— Required task —
Lines from the one containing "of the short" through the end of the data are to be returned exactly, and no others.

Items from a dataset
-.-.-
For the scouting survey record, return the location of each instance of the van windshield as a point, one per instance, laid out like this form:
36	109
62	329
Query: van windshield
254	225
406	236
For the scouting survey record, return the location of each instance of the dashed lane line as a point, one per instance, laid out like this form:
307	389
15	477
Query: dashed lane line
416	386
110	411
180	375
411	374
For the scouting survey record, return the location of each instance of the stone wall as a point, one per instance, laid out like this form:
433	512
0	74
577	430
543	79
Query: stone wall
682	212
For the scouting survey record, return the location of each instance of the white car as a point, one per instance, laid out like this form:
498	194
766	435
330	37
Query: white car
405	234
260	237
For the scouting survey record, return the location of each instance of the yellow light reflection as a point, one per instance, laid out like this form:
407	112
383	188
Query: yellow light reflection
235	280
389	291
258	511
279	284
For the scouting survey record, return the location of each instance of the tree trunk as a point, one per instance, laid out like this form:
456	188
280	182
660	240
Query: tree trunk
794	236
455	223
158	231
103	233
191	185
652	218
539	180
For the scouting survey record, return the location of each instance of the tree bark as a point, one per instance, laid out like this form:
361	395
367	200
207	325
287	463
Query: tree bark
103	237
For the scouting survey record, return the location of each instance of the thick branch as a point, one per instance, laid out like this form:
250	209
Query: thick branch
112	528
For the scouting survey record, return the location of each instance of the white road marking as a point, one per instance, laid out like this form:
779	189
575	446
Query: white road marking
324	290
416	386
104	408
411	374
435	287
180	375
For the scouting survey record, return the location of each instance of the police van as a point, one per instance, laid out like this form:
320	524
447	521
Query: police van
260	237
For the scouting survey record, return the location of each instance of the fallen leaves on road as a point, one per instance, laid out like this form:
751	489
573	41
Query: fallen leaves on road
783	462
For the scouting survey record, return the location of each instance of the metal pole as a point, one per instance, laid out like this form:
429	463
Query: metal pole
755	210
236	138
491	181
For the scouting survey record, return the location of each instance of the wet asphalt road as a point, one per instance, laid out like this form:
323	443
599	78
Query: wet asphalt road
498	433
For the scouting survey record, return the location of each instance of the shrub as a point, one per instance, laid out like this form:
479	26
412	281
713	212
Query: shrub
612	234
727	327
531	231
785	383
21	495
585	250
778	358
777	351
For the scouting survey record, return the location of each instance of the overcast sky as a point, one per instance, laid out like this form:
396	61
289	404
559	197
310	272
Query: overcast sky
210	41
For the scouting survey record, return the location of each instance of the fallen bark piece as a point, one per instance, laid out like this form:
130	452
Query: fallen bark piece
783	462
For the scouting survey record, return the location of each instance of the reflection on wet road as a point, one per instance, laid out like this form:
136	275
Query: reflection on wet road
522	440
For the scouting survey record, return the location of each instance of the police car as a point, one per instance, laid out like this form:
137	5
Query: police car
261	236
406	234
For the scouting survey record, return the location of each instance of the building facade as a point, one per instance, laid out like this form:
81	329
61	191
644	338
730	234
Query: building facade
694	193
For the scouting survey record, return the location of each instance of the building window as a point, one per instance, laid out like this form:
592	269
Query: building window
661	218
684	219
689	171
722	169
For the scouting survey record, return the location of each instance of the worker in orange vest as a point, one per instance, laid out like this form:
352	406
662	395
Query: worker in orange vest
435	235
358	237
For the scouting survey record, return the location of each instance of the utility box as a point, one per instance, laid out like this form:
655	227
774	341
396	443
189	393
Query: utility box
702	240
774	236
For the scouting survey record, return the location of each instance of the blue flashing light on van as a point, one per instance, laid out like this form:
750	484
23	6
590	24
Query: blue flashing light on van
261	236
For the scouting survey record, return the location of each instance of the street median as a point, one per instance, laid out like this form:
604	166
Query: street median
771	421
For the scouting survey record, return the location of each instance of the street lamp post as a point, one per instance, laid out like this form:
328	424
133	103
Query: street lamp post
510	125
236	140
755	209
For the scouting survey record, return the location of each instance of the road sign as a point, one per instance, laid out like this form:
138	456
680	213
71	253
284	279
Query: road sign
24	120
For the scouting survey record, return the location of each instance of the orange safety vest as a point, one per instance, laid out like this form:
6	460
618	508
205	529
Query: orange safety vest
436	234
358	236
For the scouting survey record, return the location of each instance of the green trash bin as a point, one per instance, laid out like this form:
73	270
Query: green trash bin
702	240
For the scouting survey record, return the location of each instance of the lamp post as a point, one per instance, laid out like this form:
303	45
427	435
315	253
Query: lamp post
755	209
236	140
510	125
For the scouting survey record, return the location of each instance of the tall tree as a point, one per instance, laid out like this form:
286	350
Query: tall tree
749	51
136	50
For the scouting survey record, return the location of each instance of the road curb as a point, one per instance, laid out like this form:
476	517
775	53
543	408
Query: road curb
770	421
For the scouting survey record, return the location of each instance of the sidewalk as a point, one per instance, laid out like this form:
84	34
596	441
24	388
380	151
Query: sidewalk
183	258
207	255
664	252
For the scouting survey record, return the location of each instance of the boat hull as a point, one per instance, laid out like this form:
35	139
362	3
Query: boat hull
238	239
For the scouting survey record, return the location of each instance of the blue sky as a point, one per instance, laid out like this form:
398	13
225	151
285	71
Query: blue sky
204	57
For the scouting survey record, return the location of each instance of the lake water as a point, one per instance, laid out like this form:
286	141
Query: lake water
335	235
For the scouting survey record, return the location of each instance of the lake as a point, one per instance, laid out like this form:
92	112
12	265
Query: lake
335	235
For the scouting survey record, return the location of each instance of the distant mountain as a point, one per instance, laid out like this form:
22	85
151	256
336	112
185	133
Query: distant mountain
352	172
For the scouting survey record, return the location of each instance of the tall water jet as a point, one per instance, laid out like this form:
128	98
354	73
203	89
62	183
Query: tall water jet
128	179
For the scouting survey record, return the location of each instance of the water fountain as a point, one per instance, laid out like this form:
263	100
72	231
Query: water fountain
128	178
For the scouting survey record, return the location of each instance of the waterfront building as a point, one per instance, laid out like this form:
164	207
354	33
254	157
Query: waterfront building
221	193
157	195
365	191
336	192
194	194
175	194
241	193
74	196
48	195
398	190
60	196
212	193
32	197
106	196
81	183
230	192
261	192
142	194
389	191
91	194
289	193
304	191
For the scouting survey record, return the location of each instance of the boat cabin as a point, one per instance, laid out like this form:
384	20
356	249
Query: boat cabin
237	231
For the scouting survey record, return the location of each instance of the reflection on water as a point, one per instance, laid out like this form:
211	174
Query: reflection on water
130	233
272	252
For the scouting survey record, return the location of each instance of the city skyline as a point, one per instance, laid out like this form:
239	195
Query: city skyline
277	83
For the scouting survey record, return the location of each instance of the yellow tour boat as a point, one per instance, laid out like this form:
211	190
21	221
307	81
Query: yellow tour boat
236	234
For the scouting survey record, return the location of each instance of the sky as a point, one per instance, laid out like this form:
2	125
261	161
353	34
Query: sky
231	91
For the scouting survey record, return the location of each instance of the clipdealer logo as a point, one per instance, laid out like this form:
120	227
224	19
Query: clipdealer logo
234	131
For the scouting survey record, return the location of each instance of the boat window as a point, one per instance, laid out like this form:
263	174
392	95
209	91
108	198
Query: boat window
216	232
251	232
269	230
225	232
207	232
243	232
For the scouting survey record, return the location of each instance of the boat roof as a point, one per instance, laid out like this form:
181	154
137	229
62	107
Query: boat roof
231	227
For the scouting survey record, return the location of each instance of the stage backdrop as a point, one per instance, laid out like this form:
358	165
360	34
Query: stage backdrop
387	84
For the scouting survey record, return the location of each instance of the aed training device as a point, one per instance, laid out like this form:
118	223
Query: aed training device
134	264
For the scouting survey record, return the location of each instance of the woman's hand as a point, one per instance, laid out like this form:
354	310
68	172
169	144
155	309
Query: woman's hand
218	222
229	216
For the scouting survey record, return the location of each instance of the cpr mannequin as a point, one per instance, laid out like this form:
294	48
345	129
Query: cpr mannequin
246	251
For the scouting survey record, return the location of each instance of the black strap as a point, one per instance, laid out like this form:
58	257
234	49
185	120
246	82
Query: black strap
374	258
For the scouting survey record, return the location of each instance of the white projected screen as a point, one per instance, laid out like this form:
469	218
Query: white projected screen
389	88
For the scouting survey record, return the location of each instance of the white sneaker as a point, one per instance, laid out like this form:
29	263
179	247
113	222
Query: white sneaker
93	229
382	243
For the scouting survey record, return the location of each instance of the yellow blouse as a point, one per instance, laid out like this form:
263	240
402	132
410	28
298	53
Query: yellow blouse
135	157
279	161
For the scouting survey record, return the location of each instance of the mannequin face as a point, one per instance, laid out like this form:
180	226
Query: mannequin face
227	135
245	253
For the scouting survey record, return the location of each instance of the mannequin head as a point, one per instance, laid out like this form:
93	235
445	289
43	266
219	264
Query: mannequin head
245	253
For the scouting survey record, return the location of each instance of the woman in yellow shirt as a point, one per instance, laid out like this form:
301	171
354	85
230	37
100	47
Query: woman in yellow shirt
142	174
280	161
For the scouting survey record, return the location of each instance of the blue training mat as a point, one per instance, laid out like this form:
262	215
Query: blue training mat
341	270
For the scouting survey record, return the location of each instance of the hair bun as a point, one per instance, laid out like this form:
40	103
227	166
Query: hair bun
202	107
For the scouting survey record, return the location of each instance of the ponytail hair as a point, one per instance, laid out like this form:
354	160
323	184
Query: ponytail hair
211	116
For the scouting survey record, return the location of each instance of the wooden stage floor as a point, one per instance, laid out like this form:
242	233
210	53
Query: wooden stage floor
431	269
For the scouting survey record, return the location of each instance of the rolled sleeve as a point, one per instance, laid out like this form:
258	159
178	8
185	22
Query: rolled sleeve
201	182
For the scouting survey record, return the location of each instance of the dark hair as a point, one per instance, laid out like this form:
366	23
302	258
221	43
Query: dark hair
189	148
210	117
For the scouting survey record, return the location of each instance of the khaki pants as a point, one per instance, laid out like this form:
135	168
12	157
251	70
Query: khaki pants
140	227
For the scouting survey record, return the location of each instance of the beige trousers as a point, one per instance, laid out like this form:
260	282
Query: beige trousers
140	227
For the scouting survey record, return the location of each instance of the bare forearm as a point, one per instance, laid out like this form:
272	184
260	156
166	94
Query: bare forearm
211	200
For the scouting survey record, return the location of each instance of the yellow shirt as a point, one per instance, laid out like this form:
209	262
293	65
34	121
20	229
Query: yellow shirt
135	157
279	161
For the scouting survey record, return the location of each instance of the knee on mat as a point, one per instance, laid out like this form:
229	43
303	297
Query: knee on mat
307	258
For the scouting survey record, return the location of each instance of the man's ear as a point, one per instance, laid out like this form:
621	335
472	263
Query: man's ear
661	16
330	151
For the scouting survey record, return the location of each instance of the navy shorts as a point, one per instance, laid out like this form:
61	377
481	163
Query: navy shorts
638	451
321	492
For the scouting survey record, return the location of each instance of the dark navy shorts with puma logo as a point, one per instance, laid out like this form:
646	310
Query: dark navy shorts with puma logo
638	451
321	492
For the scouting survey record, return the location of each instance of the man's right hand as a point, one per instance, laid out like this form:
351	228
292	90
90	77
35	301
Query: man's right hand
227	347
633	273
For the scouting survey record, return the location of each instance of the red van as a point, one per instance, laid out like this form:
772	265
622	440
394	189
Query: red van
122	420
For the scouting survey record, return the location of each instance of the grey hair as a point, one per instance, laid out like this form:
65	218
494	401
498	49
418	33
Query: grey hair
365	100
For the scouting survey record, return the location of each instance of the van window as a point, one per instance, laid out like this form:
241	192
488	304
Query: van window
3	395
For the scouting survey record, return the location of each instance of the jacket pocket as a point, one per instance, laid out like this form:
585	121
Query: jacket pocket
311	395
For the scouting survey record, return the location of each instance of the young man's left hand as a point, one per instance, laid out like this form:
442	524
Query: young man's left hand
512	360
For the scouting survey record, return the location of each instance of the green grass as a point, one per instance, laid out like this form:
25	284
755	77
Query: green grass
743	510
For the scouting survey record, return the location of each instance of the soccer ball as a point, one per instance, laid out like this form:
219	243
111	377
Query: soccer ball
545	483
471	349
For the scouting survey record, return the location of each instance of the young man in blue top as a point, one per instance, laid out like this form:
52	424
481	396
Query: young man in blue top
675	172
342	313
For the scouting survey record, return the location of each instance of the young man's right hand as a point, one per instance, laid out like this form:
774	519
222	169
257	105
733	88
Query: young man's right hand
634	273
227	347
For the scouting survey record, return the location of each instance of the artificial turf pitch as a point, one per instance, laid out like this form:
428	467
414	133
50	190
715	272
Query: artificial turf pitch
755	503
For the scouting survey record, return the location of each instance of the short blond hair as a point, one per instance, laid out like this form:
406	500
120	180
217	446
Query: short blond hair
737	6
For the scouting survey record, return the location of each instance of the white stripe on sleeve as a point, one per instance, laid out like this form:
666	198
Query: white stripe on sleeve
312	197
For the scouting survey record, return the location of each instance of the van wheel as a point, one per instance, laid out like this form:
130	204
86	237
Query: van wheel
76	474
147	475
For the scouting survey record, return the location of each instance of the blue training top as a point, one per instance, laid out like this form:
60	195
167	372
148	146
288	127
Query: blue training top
-.-.-
— Result below —
For the scouting survey record, return the location of each instance of the short blond hair as a point, one per instance, laid out like this form:
406	500
120	180
217	446
Query: short blond hair
737	6
For the scouting survey record, return the location of each instance of the white stripe on sleeve as a point, one per instance, laid out like this form:
666	198
Query: white stripe on sleeve
312	197
For the scouting survey record, return the location of each instance of the van wheel as a point, one per instance, laid out like this form:
130	204
86	237
Query: van wheel
76	474
147	475
For the scouting survey record, return the location of each instance of the blue training top as a point, one per instance, laid out like this form:
60	195
167	372
148	146
288	127
Query: blue training top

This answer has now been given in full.